(Region pointing data)
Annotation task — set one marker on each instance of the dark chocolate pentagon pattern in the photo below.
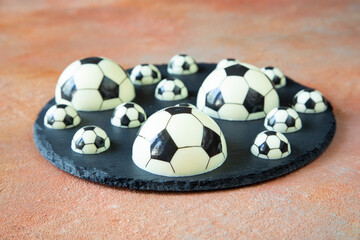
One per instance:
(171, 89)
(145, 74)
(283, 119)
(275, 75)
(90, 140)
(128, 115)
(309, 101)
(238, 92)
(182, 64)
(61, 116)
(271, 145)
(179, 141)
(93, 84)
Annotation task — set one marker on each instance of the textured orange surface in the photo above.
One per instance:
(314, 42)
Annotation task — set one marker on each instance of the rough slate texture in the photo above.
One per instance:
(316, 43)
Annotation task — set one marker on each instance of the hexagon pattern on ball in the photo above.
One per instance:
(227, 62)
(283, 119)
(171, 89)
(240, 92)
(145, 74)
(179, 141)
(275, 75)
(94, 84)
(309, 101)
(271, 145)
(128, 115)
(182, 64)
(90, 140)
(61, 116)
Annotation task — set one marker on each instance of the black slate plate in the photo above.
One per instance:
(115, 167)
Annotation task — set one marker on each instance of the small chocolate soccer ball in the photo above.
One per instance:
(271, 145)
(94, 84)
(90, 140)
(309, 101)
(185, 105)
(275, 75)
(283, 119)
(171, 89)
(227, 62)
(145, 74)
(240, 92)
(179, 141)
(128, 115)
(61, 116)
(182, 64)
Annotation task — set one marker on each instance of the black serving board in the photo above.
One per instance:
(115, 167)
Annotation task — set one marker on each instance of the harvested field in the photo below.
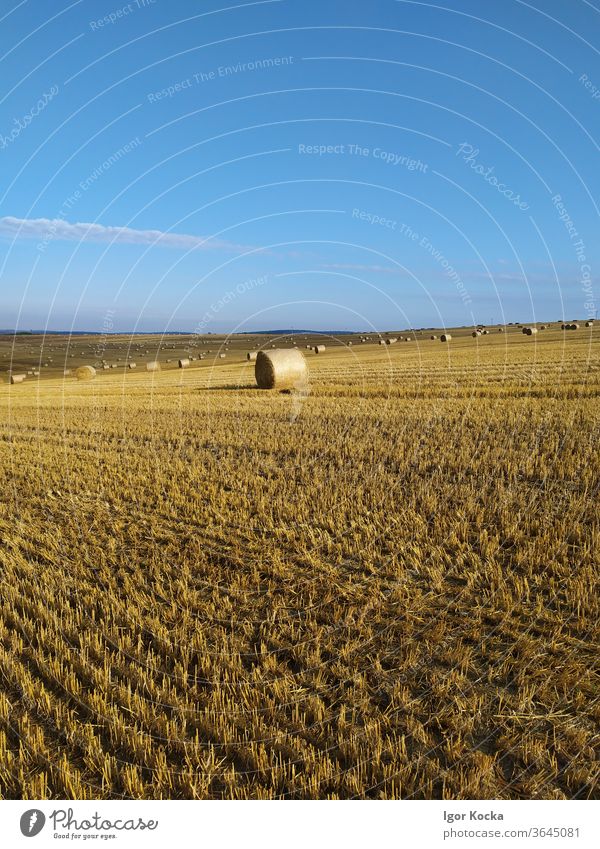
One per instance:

---

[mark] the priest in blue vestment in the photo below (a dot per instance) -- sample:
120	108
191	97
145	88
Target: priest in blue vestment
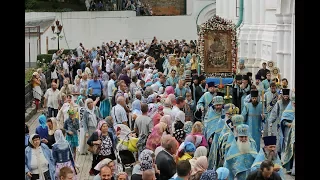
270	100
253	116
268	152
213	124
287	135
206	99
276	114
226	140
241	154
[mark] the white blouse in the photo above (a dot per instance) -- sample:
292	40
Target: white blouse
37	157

◆ **Exercise brief**
Find the word "sample" in the entries above, then copy each line that holds it.

◆ **Expected answer**
[mark] the priest in blue vestment in the photo below (a dot per instance) -- sample:
[mark] the white blouse in the photo above (a dot per instance) -- sample:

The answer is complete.